**Work order**
Write the entries below again, precisely as they appear.

Region pointing data
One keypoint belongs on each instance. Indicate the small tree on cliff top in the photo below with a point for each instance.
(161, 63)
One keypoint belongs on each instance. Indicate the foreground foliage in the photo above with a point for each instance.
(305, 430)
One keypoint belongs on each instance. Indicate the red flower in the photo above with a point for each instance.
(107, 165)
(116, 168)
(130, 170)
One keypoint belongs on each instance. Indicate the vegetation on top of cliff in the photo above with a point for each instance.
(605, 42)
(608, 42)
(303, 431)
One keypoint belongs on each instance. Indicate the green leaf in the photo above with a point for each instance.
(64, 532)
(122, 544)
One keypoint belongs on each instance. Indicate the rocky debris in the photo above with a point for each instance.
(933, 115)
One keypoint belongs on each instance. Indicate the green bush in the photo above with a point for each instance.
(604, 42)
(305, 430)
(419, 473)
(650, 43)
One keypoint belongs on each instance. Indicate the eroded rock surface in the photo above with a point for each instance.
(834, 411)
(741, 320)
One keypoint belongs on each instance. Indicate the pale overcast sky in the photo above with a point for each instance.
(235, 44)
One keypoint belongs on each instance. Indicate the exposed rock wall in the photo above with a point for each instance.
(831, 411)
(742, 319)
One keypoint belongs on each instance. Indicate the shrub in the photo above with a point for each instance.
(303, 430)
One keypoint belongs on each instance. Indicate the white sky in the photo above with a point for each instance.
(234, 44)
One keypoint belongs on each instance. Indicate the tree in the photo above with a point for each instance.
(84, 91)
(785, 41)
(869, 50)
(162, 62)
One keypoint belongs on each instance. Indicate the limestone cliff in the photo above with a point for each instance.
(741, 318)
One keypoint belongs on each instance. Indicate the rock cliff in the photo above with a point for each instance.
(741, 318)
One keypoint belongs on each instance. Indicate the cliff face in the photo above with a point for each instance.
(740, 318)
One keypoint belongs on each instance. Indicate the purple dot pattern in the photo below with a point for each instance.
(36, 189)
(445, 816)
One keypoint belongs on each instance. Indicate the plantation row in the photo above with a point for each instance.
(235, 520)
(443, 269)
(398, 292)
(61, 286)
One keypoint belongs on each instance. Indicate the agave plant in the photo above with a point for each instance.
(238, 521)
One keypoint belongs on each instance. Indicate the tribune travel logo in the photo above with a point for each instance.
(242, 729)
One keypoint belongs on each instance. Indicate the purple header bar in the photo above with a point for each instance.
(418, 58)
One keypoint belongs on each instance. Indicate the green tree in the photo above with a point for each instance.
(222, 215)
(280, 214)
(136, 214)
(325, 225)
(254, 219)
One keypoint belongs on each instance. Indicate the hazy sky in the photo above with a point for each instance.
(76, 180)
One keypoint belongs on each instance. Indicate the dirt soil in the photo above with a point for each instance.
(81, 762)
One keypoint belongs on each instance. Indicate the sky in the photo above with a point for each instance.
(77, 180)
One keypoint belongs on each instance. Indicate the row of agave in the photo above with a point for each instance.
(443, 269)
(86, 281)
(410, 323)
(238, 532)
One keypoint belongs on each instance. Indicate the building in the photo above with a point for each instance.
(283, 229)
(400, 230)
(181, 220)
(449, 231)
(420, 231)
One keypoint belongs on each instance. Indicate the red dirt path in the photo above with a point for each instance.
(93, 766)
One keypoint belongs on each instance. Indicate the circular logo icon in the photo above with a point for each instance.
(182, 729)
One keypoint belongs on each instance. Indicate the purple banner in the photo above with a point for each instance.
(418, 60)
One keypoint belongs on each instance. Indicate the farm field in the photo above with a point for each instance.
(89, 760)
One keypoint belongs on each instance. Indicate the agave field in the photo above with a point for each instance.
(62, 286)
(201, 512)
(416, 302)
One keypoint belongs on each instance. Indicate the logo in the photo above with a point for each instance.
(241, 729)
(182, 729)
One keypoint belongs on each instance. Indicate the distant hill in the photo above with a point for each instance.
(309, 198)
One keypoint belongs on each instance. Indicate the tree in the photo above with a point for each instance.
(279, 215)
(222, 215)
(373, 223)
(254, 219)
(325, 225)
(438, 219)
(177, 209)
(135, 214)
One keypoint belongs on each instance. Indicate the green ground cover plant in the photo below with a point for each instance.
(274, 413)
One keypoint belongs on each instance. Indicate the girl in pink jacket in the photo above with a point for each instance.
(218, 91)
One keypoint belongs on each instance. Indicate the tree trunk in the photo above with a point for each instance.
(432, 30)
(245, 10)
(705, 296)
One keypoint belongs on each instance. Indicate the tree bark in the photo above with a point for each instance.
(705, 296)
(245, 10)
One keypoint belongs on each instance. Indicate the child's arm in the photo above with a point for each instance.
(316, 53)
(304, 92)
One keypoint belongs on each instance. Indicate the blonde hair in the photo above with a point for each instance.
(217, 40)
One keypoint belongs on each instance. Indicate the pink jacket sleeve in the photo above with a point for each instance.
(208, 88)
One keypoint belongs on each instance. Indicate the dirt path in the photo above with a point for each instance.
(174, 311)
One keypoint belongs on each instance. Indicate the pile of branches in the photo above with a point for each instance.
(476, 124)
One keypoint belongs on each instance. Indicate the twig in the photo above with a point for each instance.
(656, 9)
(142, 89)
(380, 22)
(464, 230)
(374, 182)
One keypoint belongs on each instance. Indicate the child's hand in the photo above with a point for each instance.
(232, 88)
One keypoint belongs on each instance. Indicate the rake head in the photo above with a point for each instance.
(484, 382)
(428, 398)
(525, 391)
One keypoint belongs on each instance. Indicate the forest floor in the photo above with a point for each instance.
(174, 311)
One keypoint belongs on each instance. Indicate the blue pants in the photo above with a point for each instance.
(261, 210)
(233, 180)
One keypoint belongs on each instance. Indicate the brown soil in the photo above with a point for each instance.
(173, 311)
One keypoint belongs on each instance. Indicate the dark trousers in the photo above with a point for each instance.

**Solved exercise**
One keypoint belongs on each instance. Indicate the small tree on cliff top in the photo below with a point for each instance.
(161, 63)
One keypoint belongs on each instance. Indicate the foreground foliage in the photo above with a point for each instance.
(305, 430)
One keypoint belongs on each instance. Indicate the red flower in the photo above with a point for each instance.
(107, 165)
(116, 168)
(130, 170)
One keypoint belongs on each instance. Indicate the vegetation on top of cliff in the photo above with a point for each instance.
(605, 42)
(608, 42)
(303, 431)
One keypoint belongs on each instance. Indicate the green leaf in the photo above with a point for each instance.
(64, 532)
(122, 544)
One keypoint belongs on each instance. Indicate the rocky debris in the photo above with a point for each instance.
(933, 115)
One keypoint belongs on each instance. Indicate the green bush in the photo above with a point for each instance.
(604, 42)
(305, 430)
(419, 473)
(650, 43)
One keypoint belongs on each instance. Indicate the eroded rock surface in the photo above with a point for each instance.
(834, 411)
(741, 320)
One keypoint belongs on each instance. Indicate the pale overcast sky in the photo above with a point for each instance.
(235, 44)
One keypoint belongs on each instance. Indicate the exposed rock wall in the photo above with a point for each instance.
(831, 411)
(742, 319)
One keypoint belongs on each instance. Indicate the shrub in the photo above with a point for each instance.
(303, 430)
One keypoint belongs on each instance. Indicate the white sky in the photo above with a point for each instance.
(234, 44)
One keypoint belongs on each instance. Indicate the tree in the photo above with a point for each instance.
(84, 91)
(785, 41)
(869, 50)
(162, 62)
One keypoint belongs on each instance. Indicate the limestone cliff in the photo above with a point for each instance.
(741, 318)
One keypoint belongs on each instance. Indicate the rock cliff in the photo above with a point for each instance.
(741, 318)
One keypoint belongs on each instance. Indicate the cliff face in the photo above with a point for each instance.
(740, 318)
One keypoint belongs on each instance. Indicate the purple dot pattern in the photo below with a point for each instance.
(36, 189)
(445, 816)
One keypoint belongs on each instance. Indicate the plantation row in the photo above with a point for each instance.
(235, 520)
(443, 269)
(398, 292)
(61, 286)
One keypoint belongs on each instance. Indicate the agave plant in the photo above with a point for each instance.
(238, 521)
One keypoint belongs on each instance. Indicate the tribune travel logo in the photo above with a point for each instance.
(242, 729)
One keypoint belongs on each instance. Indicate the purple header bar in the photo above with a point for each instance.
(418, 58)
One keypoint belongs on each instance. Indicate the green tree in the photo above with a point for each instance.
(222, 215)
(280, 214)
(136, 214)
(325, 225)
(254, 219)
One keypoint belongs on each instance. Indicate the hazy sky in the photo above with a point for each instance.
(76, 180)
One keypoint belongs on each instance. Indicate the dirt soil in the photo above with a point for each instance.
(81, 762)
One keypoint belongs on each instance. Indicate the sky in the photo above with a point for each instance.
(77, 180)
One keypoint belongs on each instance. Indicate the row of agave in the photo above with a point for each instance.
(443, 269)
(86, 281)
(410, 323)
(238, 532)
One keypoint belongs on each instance. Indicate the building in the photo above with a point for each instance.
(283, 229)
(400, 230)
(181, 220)
(449, 231)
(420, 231)
One keypoint belongs on each instance. Indicate the red dirt path in the photo above with a point for each instance.
(93, 766)
One keypoint belongs on each instance. Indicate the circular logo icon in the photo above with a point for each instance.
(182, 729)
One keypoint belongs on each instance. Indicate the purple banner in the photo above with a point for each instance.
(418, 60)
One keypoint belongs on each instance. Indicate the farm field in the photo above with a point for each instance.
(89, 760)
One keypoint belongs on each instance. Indicate the agave field in the photo above with a point for each instance.
(62, 286)
(201, 512)
(416, 302)
One keypoint belongs on each instance. Indicate the logo in the photo above with a point for each instance.
(241, 729)
(182, 729)
One keypoint belongs on each instance. Indicate the distant hill in the photo above with a point for each instance.
(309, 198)
One keypoint belongs on each instance. Indicate the tree in the photo above with a point for each instance.
(279, 215)
(222, 215)
(373, 223)
(254, 219)
(325, 225)
(438, 219)
(177, 209)
(135, 214)
One keypoint belongs on each instance. Indicate the green ground cover plant in the photo below with a point for each instance.
(274, 413)
One keypoint belongs on each instance. Indicate the girl in pink jacket in the photo above with a point for each instance.
(218, 91)
One keypoint belongs on each instance. Indicate the tree trunk in the photo above with a point for each instance.
(432, 30)
(245, 10)
(705, 296)
One keypoint belongs on each instance. Indicate the tree bark in the photo above with a point for each instance.
(705, 296)
(245, 10)
One keypoint belongs on each instance. Indicate the child's arm in the photo above with a point for each instance.
(316, 53)
(304, 92)
One keypoint belongs on each instance. Indicate the blonde hair in the photo above with a point for each instance.
(217, 40)
One keypoint belongs on each instance. Indicate the pink jacket sleeve in the photo above with a point for each instance.
(208, 88)
One keypoint belongs on each instance. Indicate the dirt path in the photo above with a point for each instance.
(174, 311)
One keypoint belongs on each instance. Indicate the pile of branches in the photo above with a point for each instance.
(476, 124)
One keypoint belongs on each instance. Indicate the twig in the photo above with a point for each instance.
(656, 9)
(142, 89)
(380, 22)
(464, 230)
(374, 182)
One keypoint belongs on each instance. Indicate the child's hand in the photo above with a point for each instance.
(232, 88)
One keypoint belongs on each instance. Indicate the rake head in the photo above with a point for each instance.
(484, 382)
(428, 398)
(525, 391)
One keypoint belongs on each instance. Indicate the forest floor in the photo above with a point for each instance.
(174, 311)
One keypoint belongs on each instance. Indicate the blue pants in the photo above with a point for each instance.
(261, 210)
(233, 180)
One keypoint belongs on each instance. Indicate the brown soil in the photo above with a point for each instance.
(173, 311)
One keypoint belongs on each instance. Indicate the dark trousers in the photo above with a point for each instance.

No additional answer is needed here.